◆ **Short task**
Please report every line in the entries below that contains the string "carriage", copying each such line in full. Case counts when matching.

◆ **Data to use**
----

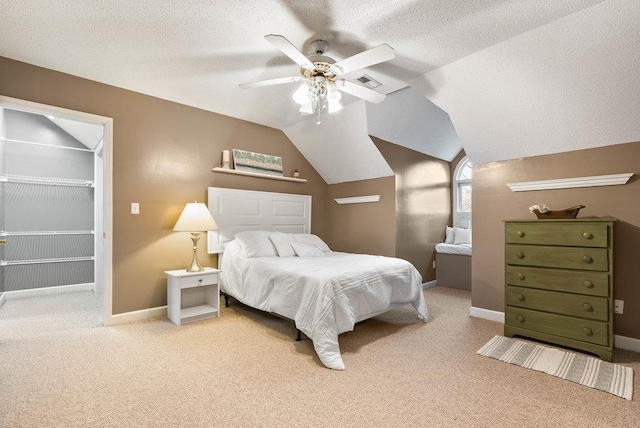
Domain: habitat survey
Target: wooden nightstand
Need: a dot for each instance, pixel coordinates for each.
(192, 296)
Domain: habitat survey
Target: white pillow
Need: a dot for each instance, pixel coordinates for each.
(256, 243)
(282, 242)
(461, 236)
(448, 235)
(303, 249)
(309, 238)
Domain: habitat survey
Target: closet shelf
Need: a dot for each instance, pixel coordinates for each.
(25, 179)
(257, 174)
(47, 233)
(41, 261)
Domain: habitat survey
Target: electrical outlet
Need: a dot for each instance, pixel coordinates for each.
(619, 306)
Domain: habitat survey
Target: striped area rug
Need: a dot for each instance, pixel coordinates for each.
(589, 371)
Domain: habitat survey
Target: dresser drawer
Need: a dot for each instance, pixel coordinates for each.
(559, 325)
(198, 280)
(579, 234)
(559, 257)
(570, 281)
(591, 307)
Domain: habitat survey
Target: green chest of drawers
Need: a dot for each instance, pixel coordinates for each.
(559, 282)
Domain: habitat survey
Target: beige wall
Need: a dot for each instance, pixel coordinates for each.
(493, 202)
(423, 204)
(163, 153)
(367, 228)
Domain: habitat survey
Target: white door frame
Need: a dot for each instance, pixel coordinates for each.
(106, 180)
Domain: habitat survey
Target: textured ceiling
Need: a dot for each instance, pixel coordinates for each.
(198, 52)
(569, 85)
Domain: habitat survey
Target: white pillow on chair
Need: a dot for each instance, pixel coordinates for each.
(462, 236)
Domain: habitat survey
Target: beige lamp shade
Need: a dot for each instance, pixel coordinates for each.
(195, 218)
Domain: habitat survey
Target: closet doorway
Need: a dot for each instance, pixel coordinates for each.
(55, 220)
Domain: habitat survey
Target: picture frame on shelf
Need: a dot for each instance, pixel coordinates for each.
(257, 162)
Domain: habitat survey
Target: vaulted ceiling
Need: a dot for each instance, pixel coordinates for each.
(500, 78)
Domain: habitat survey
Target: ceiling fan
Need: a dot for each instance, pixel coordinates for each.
(322, 84)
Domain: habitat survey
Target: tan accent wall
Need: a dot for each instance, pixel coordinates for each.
(163, 153)
(493, 202)
(423, 204)
(366, 228)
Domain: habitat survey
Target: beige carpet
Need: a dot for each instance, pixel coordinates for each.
(245, 370)
(43, 315)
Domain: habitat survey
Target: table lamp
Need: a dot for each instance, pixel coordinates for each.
(195, 218)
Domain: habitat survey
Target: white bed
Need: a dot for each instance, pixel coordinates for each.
(326, 293)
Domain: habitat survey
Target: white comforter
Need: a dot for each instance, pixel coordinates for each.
(325, 296)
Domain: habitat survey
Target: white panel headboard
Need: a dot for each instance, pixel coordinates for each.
(238, 210)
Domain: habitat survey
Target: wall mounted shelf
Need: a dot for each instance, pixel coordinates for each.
(258, 175)
(48, 233)
(25, 179)
(571, 183)
(40, 261)
(358, 199)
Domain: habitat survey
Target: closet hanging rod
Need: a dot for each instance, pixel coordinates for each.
(47, 233)
(25, 179)
(41, 261)
(45, 145)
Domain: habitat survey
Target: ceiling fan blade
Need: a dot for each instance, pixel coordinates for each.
(361, 92)
(278, 81)
(289, 50)
(364, 59)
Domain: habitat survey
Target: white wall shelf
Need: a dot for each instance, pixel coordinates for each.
(48, 233)
(358, 199)
(41, 261)
(25, 179)
(257, 174)
(571, 183)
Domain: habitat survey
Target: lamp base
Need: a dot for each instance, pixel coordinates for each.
(195, 266)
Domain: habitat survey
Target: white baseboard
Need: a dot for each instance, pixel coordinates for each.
(486, 314)
(628, 343)
(48, 291)
(429, 284)
(622, 342)
(141, 315)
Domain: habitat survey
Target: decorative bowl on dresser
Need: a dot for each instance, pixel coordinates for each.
(559, 282)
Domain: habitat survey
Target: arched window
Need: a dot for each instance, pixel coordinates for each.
(462, 193)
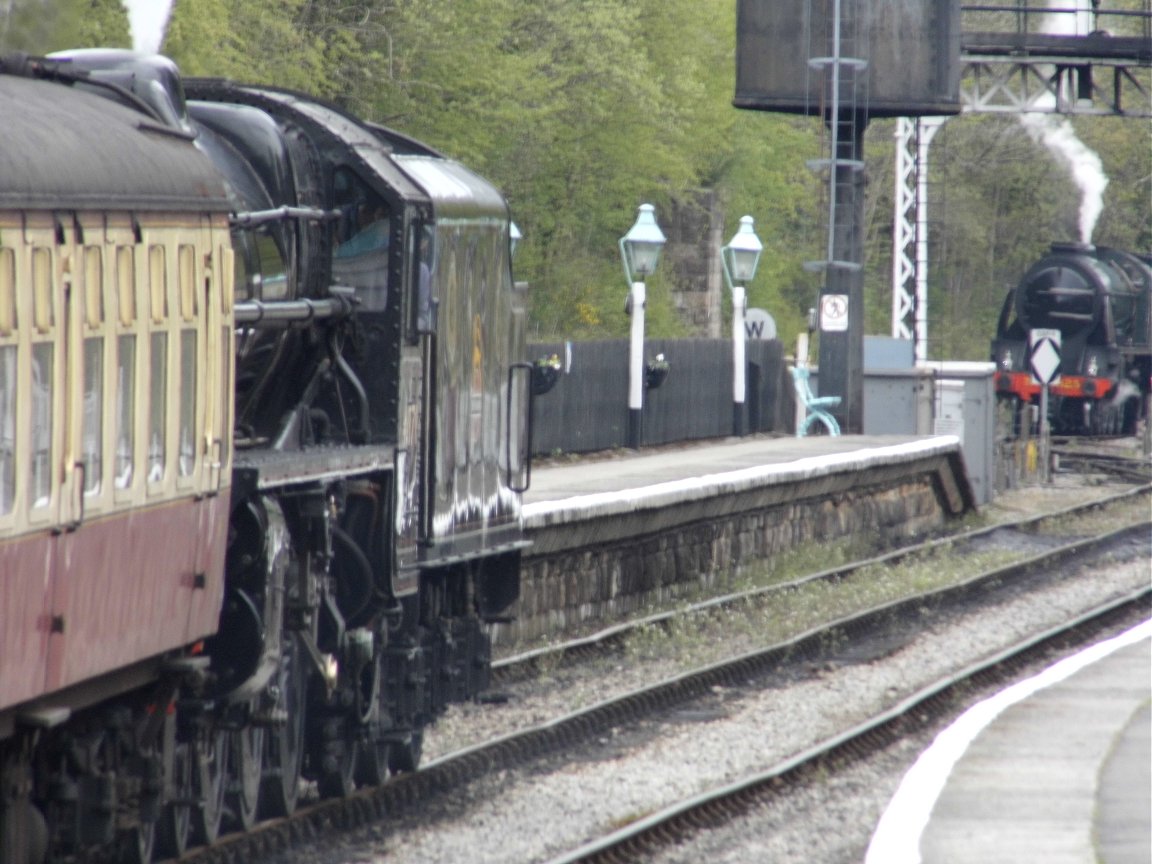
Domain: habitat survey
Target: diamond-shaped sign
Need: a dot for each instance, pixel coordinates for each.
(1044, 354)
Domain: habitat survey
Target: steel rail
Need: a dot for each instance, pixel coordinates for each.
(404, 793)
(926, 706)
(523, 665)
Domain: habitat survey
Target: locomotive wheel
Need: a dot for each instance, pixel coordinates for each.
(283, 748)
(174, 828)
(245, 764)
(406, 757)
(372, 758)
(210, 783)
(138, 844)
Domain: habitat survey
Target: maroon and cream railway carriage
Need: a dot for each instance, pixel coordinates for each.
(115, 327)
(263, 434)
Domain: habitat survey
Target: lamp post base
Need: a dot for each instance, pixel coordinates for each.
(634, 429)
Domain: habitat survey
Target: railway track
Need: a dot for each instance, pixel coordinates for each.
(528, 664)
(932, 704)
(408, 794)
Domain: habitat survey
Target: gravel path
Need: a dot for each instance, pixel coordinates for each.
(542, 811)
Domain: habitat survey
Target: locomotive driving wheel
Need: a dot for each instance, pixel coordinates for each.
(174, 828)
(283, 748)
(210, 777)
(373, 749)
(245, 767)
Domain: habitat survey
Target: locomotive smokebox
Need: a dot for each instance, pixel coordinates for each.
(911, 48)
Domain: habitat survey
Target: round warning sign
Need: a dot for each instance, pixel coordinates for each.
(834, 312)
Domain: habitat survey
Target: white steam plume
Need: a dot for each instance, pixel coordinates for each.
(1059, 136)
(148, 20)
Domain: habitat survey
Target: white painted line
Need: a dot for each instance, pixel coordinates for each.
(896, 839)
(661, 494)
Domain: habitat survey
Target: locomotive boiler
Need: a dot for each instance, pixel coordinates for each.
(1099, 300)
(263, 437)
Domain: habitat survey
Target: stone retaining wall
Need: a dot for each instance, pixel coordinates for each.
(585, 574)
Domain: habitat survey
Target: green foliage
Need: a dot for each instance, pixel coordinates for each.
(581, 110)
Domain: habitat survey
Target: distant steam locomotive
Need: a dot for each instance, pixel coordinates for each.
(1099, 300)
(263, 436)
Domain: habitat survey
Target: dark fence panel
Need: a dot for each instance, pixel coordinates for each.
(588, 408)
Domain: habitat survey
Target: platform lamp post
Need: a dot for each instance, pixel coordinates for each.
(740, 259)
(639, 250)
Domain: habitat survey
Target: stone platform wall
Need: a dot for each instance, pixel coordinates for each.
(600, 569)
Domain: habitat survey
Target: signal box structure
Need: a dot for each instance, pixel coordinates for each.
(847, 61)
(911, 48)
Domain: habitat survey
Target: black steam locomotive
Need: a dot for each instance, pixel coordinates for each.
(263, 436)
(1098, 298)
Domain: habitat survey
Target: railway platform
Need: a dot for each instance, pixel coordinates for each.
(630, 530)
(592, 485)
(1056, 768)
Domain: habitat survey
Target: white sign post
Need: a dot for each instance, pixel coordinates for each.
(758, 324)
(1044, 360)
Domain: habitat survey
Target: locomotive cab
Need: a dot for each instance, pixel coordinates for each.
(1098, 298)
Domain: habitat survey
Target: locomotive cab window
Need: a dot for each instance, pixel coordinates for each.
(362, 237)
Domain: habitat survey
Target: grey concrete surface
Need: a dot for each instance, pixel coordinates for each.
(1060, 778)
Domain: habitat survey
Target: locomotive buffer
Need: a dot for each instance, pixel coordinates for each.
(1044, 361)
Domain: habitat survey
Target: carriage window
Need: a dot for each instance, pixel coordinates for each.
(126, 285)
(92, 436)
(126, 410)
(158, 283)
(158, 407)
(187, 273)
(187, 455)
(224, 388)
(7, 427)
(43, 313)
(40, 476)
(93, 286)
(7, 292)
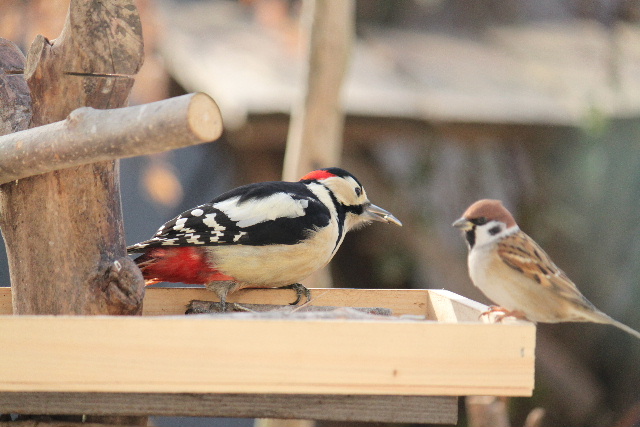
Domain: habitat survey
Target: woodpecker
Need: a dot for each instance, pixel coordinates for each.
(263, 235)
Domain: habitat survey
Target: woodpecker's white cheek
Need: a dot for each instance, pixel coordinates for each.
(252, 212)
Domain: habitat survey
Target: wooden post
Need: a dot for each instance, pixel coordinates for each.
(63, 230)
(317, 119)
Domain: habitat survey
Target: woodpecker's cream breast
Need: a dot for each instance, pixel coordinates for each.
(275, 265)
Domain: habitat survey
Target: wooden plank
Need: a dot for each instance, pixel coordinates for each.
(204, 354)
(5, 301)
(399, 409)
(448, 305)
(173, 301)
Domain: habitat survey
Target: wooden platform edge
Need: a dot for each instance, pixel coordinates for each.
(404, 409)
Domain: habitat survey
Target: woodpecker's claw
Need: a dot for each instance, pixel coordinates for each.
(300, 291)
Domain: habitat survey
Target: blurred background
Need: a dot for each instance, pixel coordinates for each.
(536, 103)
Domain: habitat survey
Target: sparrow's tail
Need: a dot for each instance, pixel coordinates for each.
(600, 317)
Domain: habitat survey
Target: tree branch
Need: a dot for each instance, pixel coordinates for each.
(89, 135)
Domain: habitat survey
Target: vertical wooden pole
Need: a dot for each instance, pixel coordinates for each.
(63, 230)
(317, 119)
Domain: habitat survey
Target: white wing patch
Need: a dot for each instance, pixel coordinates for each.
(255, 211)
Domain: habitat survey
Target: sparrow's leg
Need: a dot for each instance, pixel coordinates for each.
(300, 291)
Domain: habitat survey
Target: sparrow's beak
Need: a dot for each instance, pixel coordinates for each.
(376, 213)
(463, 224)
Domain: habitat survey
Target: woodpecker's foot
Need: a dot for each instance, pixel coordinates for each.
(208, 307)
(300, 291)
(497, 314)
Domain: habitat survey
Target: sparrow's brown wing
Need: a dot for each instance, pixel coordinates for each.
(523, 254)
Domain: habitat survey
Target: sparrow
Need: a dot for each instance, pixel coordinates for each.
(513, 271)
(261, 235)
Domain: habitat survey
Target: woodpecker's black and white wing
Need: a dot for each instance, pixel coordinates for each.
(256, 214)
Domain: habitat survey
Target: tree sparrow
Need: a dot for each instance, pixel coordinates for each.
(513, 271)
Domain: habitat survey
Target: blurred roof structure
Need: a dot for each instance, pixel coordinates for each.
(554, 73)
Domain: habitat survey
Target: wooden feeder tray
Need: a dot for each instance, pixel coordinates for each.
(408, 367)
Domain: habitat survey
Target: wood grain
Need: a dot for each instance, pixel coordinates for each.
(404, 409)
(243, 355)
(63, 230)
(90, 135)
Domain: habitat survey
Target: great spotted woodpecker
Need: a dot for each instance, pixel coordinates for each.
(263, 235)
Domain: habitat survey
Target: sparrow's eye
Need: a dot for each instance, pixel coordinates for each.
(480, 221)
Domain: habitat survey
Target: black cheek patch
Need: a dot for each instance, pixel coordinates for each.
(495, 230)
(471, 237)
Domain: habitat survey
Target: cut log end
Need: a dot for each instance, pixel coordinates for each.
(205, 121)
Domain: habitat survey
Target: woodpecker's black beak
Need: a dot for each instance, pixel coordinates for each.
(463, 224)
(376, 213)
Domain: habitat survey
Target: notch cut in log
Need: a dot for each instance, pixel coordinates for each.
(89, 135)
(63, 230)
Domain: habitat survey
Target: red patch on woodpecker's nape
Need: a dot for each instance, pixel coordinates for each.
(185, 264)
(317, 175)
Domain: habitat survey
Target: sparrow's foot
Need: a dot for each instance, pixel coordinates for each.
(300, 291)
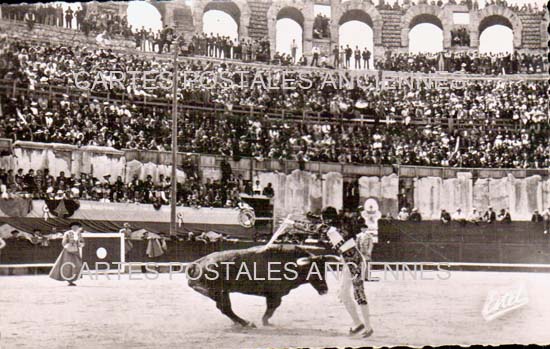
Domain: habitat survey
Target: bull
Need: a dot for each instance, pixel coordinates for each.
(221, 273)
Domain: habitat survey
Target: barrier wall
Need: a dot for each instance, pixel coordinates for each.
(109, 217)
(517, 242)
(521, 191)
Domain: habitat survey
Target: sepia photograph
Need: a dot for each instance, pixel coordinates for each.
(226, 174)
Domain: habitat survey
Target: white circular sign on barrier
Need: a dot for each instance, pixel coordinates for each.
(101, 253)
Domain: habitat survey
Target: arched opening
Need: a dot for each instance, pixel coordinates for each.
(75, 6)
(221, 18)
(217, 22)
(425, 34)
(289, 31)
(356, 32)
(496, 35)
(142, 16)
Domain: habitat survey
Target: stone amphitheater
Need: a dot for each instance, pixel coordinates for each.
(257, 19)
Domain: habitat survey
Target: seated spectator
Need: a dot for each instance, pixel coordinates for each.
(403, 214)
(415, 215)
(536, 217)
(445, 217)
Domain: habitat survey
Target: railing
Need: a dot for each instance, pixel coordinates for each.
(252, 165)
(263, 65)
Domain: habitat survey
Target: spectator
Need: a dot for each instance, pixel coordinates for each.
(536, 217)
(415, 215)
(459, 216)
(315, 52)
(293, 50)
(475, 217)
(490, 216)
(445, 217)
(504, 216)
(403, 214)
(546, 218)
(268, 191)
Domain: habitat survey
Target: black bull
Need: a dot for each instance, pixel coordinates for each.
(270, 273)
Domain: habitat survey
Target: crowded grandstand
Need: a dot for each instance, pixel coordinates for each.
(224, 125)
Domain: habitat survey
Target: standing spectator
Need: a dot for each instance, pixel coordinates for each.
(226, 170)
(293, 50)
(415, 216)
(348, 52)
(490, 216)
(536, 217)
(445, 217)
(459, 216)
(2, 245)
(268, 191)
(366, 58)
(336, 53)
(357, 57)
(403, 215)
(546, 218)
(69, 18)
(30, 19)
(316, 52)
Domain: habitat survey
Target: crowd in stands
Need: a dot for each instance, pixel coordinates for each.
(123, 125)
(247, 50)
(321, 28)
(466, 62)
(107, 23)
(214, 45)
(241, 136)
(41, 184)
(475, 217)
(460, 37)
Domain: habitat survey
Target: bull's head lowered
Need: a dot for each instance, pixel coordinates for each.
(313, 267)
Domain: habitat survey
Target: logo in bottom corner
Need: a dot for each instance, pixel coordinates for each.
(500, 302)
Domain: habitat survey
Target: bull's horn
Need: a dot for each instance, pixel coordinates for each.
(303, 261)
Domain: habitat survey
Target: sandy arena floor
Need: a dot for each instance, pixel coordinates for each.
(36, 311)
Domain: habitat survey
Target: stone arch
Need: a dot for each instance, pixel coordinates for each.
(426, 14)
(361, 11)
(495, 14)
(238, 9)
(299, 10)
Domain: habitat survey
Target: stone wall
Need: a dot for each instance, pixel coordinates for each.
(298, 191)
(390, 27)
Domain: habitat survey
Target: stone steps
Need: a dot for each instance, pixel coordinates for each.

----

◆ **Reply**
Target: maroon and cream railway carriage
Target: carriage window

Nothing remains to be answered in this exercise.